PAGE TEXT —
Content starts
This Is Why Exercise Can Make You Feel Like Crying Your Eyes Out

crying during exercise


I’m an avid exerciser, but cycling classes are definitely not my thing. I worked through my spin phase years ago, and my passion for it simply never returned. But that doesn’t mean I won’t suck it up on occasion and attend a class for a worthy cause.

Recently, a good friend of mine invited me to attend her cycling class on a Saturday afternoon. As a new instructor in New York City, she’s working incredibly hard to build her following, so I agreed to be another body in that room and play the part for the full 45-minute sweat session. And the experience was absolutely shocking. Solid workout aside, I’ve never felt like bawling my eyes out so many times during a single bout of exercise in my life. I did my best to hold it together (lots of deep breaths with my eyes closed) because I cannot stand crying in public, but the memories of that class stuck with me days later.

This crying-during-exercise phenomenon isn’t new, and I’m certainly not the only one experiencing it. But why does it happen exactly?


When we think of exercise and its benefits, we usually connect with how it gets endorphins flowing, boosts our mood and even relieves residual stress and anxiety from our daily lives. We push ourselves and we zone in on that physical moment. However, when we allow total self-awareness to take hold instead and let that mind-body connection become our focal point, wild things happen.
Content ends
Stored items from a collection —
Content starts
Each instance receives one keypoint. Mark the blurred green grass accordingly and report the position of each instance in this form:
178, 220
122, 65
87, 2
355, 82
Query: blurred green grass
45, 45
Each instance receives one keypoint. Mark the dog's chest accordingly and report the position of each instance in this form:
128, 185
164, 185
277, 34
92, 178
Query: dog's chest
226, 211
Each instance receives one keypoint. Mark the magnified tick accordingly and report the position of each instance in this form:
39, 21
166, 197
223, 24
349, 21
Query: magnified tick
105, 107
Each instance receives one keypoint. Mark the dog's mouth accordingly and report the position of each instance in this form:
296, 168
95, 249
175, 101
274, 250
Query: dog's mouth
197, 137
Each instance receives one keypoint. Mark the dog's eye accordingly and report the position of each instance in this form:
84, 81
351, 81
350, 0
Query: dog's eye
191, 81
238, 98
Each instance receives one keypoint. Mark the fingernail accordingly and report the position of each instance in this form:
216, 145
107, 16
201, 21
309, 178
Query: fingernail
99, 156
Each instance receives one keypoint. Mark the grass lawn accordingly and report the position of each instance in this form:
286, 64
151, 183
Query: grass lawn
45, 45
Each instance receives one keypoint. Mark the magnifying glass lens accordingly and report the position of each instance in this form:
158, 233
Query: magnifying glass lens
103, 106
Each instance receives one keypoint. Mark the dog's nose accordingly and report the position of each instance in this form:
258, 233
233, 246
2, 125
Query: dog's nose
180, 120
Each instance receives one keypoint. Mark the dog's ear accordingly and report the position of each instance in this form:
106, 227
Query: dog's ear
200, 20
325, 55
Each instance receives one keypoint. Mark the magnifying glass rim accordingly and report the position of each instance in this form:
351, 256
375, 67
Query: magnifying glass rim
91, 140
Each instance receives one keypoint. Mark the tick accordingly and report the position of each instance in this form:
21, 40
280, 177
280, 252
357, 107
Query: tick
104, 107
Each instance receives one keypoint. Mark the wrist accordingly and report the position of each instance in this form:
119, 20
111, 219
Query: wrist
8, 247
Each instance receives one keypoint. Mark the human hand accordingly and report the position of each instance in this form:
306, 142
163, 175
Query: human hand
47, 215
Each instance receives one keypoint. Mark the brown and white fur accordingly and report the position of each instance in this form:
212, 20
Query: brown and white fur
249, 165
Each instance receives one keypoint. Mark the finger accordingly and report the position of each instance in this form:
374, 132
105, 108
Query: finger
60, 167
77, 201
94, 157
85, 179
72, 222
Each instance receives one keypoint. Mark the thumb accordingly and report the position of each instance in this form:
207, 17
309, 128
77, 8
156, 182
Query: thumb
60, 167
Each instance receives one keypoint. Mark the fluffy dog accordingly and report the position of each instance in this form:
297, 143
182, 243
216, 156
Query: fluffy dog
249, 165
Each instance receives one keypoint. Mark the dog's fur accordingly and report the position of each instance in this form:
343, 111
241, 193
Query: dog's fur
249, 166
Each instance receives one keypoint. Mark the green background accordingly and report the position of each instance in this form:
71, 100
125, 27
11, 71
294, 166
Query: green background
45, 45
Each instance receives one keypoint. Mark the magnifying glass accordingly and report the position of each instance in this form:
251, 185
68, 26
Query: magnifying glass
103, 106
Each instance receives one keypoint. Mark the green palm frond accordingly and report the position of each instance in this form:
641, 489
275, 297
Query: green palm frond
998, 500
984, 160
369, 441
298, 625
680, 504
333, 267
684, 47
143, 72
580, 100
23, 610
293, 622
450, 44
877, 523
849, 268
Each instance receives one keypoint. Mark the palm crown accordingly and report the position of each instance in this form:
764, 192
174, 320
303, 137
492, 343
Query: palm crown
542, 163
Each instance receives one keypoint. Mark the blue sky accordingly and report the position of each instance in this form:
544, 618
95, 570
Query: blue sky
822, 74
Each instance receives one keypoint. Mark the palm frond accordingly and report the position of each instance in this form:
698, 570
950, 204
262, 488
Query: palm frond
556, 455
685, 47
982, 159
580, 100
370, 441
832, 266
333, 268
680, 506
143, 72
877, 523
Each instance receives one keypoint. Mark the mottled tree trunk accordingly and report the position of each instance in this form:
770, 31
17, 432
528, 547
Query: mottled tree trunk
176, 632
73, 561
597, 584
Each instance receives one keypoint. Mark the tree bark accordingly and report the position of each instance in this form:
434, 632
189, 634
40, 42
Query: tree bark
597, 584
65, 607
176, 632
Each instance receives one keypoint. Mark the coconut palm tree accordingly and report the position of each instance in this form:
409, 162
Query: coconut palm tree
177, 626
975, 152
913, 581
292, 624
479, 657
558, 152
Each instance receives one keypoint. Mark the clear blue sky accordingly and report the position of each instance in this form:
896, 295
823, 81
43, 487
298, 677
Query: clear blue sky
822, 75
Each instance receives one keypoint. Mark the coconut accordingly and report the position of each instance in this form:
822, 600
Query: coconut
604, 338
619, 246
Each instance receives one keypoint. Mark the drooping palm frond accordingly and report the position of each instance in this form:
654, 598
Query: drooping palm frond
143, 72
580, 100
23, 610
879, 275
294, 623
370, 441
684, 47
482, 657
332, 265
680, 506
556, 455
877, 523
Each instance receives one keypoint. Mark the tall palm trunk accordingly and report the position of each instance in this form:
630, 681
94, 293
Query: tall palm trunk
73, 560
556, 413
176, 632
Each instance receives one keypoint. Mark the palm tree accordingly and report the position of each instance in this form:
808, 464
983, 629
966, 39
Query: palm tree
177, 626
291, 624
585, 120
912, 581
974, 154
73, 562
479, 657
Content ends
REQUIRED WORK —
1. In the article on crying during exercise, how long was the cycling class the writer attended?
2. Resume the article on crying during exercise from its last sentence.

ANSWERS TO THE PROBLEMS —
1. 45 minutes

2.
I certainly push myself with honest self-talk during my solo workouts, but when an instructor constantly drives home the importance of living with a clear intention, shedding the stuff in life that doesn’t serve me and practicing gratitude via emotion-driven cues, the game totally changes. My muscles become the mechanisms through which all of my mental and emotional struggles are processed and released. Not to mention, high-intensity workouts that leave us exhausted also help our emotional brains become less inhibited, making it easier to let go and cry a little if that’s what the body says it wants.

It’s becoming increasingly clear that fitness can truly be a form of therapy if you’re open to it, and workout studios across the country are leaning into this truth and designing their classes with this particular idea in mind. Society has stigmatized this kind of emotional expression, especially in women, for so long that there is now a clear desire (and economical demand) from the fitness community to find a safe space for this natural component of the human condition.

So instead of using sweat sessions to escape from our tough realities, we should make them opportunities for fully processing what’s going on in the rest of our lives. And if that means that our workouts leave us sobbing sometimes, that’s entirely okay.  The effectiveness of our exercise time won’t suffer, and our mental health will likely benefit even more from the experience. Finding and understanding our inner selves for the long haul is so much more profound and valuable than a fleeting sense of euphoria anyway.